TEXT:
<<<<

# J-2 Hull Mods



## Ductapeforever (Mar 6, 2008)

Scratchbuilt NGS scanner and Surface Radar mounts today. Also started to add frames to all hull openings


----------



## WEAPON X (Mar 5, 2006)

Keep up the awesome work!


----------



## JohnGuard (Jan 13, 2008)

hey duct man!
can you list the modifications you have done so far??


----------



## Lloyd Collins (Sep 25, 2004)

This will be the most detailed J2 ever built when finished. It is a thrill to see it coming together!


----------



## teslabe (Oct 20, 2007)

Absolutely amazing work......:thumbsup::thumbsup::thumbsup:


----------



## woof359 (Apr 27, 2003)

nice work, for me i would be scared to death my exacto would slip while scribing the hatch to open it up. SLICE !!!!


----------



## g_xii (Mar 20, 2002)

Ductapeforever said:


> Scratchbuilt NGS scanner and Surface Radar mounts today. Also started to add frames to all hull openings


Great! What are you making these out of? And how did you make the frame around the porthole?

--H


----------



## Paulbo (Sep 16, 2004)

You are one sick puppy, Duct! I mean that in a good way 

Those are looking super - and I thought your previous work looked amazing. This is going to be one fantastic model!


----------



## Dar (Apr 20, 2007)

Great work.:thumbsup: I had a feeling you were gonna put the NGS scanner up there. Your really tricking the ship out. Love it. Did a great job of creating the radar. I dont believe we saw that in the show, correct?

Is the base of the radar made out of the top of a small spray can??


----------



## fendbacker (Dec 11, 2009)

i think the radar was visible in the episode "visit to a hostile plant" season three


----------



## Dar (Apr 20, 2007)

fendbacker said:


> i think the radar was visible in the episode "visit to a hostile plant" season three


I do rememeber the scanner but not the radar. The scanner was the piece of hardware John worked on I think the first season.Correct??(just above the hatch.) Duct has also build the radar in the back of the ship where the larger access hole is. I dont remember it in the third season. Was someone working on it in an ep, was it viewed from a longshot of the ship in space?


----------



## XMAN64 (Dec 30, 2009)

Excellent work!!!!
That's what I call bringing it up a notch.
Are they removable?...


----------



## Y3a (Jan 18, 2001)

Don't take this the rong wae....but....Unless your pod Doors open, why add a frame that didn't exist? 

Your crash doors and main door sliding are prolly above my experience level BTW. 
Your EVA cable connects by the door push buttons is a superb touch too. I can't WAIT to see your landing gear treatment.


----------



## g_xii (Mar 20, 2002)

Dar said:


> I do rememeber the scanner but not the radar. The scanner was the piece of hardware John worked on I think the first season.Correct??(just above the hatch.) Duct has also build the radar in the back of the ship where the larger access hole is. I dont remember it in the third season. Was someone working on it?


John Robinson went up on the roof to fix the scanner in the 2nd episode. The other piece was seen on the full-scale mockup in Hostile Planet. That much I remember!

>>>>

DATA LINES:
<<<<

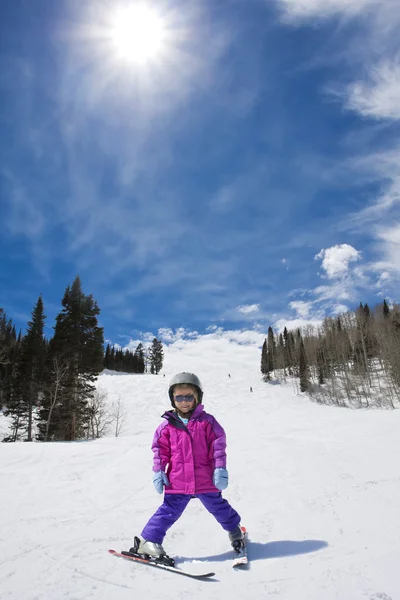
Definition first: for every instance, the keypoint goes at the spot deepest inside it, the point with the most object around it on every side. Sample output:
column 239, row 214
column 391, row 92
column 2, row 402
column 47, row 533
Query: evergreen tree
column 156, row 356
column 303, row 369
column 8, row 350
column 271, row 350
column 139, row 354
column 264, row 361
column 385, row 310
column 28, row 375
column 77, row 348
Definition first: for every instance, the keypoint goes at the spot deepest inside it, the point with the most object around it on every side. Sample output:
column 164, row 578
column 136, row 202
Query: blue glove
column 159, row 480
column 220, row 478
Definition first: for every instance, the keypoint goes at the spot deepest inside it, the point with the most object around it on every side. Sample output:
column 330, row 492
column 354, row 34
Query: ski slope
column 317, row 487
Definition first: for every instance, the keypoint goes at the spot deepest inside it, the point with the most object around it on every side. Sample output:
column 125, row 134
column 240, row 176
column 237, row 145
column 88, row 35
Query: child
column 190, row 462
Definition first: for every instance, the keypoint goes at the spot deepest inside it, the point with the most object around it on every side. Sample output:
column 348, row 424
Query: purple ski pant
column 174, row 505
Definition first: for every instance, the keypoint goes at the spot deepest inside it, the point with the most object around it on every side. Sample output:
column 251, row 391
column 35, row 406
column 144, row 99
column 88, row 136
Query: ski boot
column 236, row 537
column 151, row 551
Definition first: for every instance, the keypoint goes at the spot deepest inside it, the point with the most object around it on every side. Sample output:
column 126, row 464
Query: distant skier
column 190, row 462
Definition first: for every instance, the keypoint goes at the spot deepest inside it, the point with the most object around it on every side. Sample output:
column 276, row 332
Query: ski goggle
column 188, row 398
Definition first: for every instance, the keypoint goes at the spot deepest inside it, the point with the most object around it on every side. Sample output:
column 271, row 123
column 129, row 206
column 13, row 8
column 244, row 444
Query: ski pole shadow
column 258, row 551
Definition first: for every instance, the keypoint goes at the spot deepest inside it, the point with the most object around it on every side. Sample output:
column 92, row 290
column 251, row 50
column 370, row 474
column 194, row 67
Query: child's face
column 185, row 390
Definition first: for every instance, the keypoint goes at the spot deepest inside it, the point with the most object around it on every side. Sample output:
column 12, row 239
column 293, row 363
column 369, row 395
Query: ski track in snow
column 317, row 487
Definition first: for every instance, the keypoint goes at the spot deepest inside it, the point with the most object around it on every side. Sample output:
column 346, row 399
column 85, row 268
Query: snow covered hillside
column 317, row 487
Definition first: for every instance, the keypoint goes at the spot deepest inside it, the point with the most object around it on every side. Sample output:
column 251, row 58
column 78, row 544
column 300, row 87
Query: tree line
column 139, row 361
column 47, row 386
column 351, row 360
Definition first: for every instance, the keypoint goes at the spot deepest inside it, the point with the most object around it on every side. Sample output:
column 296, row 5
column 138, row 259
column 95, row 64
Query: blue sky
column 247, row 175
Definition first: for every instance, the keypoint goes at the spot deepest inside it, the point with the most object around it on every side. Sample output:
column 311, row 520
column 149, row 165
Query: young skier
column 189, row 462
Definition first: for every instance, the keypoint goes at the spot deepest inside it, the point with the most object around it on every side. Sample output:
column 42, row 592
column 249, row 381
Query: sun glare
column 138, row 34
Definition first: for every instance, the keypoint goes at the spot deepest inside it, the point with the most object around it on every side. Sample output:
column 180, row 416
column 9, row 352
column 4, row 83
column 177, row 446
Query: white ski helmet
column 185, row 379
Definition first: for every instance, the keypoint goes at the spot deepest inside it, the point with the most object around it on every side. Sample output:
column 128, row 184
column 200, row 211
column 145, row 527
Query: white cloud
column 335, row 260
column 292, row 324
column 378, row 97
column 389, row 246
column 322, row 9
column 302, row 308
column 248, row 308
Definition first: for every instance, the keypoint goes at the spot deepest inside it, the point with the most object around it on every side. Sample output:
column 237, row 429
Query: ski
column 158, row 565
column 240, row 558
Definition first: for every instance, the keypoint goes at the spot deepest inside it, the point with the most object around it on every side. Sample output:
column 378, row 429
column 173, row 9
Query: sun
column 138, row 34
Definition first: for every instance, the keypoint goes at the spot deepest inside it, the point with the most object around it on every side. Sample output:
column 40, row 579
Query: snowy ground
column 317, row 487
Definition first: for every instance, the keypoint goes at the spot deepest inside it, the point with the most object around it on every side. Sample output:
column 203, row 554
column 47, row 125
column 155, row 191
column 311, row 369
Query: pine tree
column 264, row 361
column 8, row 350
column 29, row 373
column 139, row 355
column 77, row 348
column 156, row 356
column 271, row 351
column 303, row 369
column 385, row 310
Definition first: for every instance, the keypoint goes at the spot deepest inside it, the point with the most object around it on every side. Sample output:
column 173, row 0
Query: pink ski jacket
column 189, row 453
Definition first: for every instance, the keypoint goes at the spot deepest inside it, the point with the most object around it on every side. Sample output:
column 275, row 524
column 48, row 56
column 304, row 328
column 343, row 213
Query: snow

>>>>

CHALLENGES:
1. According to the hull mods thread, in which episode did John Robinson go up on the roof to fix the scanner?
2. Duplicate the passage of the hull mods thread that begins at the words "That's what I" and stops after "experience level BTW.".

ANSWERS FOR THE EXERCISE:
1. The 2nd episode.

2.
That's what I call bringing it up a notch.
Are they removable?...


----------



## Y3a (Jan 18, 2001)

Don't take this the rong wae....but....Unless your pod Doors open, why add a frame that didn't exist? 

Your crash doors and main door sliding are prolly above my experience level BTW.